Pointing records for named objects:
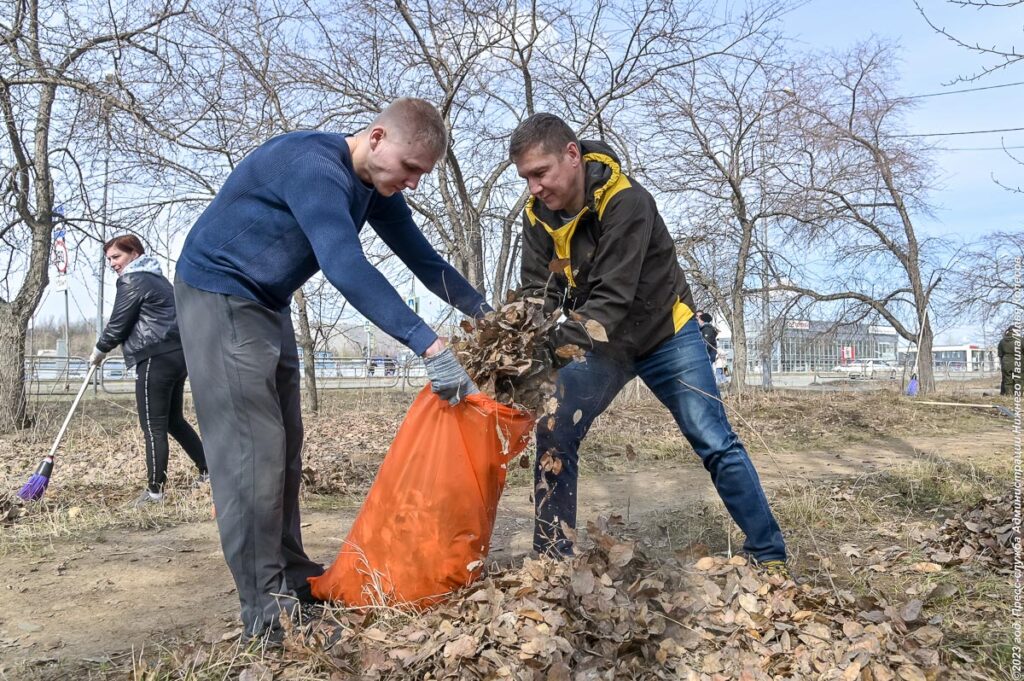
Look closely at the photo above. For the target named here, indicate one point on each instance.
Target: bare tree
(999, 56)
(491, 62)
(723, 142)
(981, 284)
(867, 181)
(52, 89)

> [Job] Rewrite the listing with "bare tree" substituted by "leafless tree" and everything else left as it is. Omit the pictures from your answer.

> [Finished exercise]
Look closely at the photo above. For the target named here, indicate one point on each instance.
Target: leafless tree
(999, 56)
(491, 62)
(723, 142)
(981, 284)
(867, 181)
(52, 89)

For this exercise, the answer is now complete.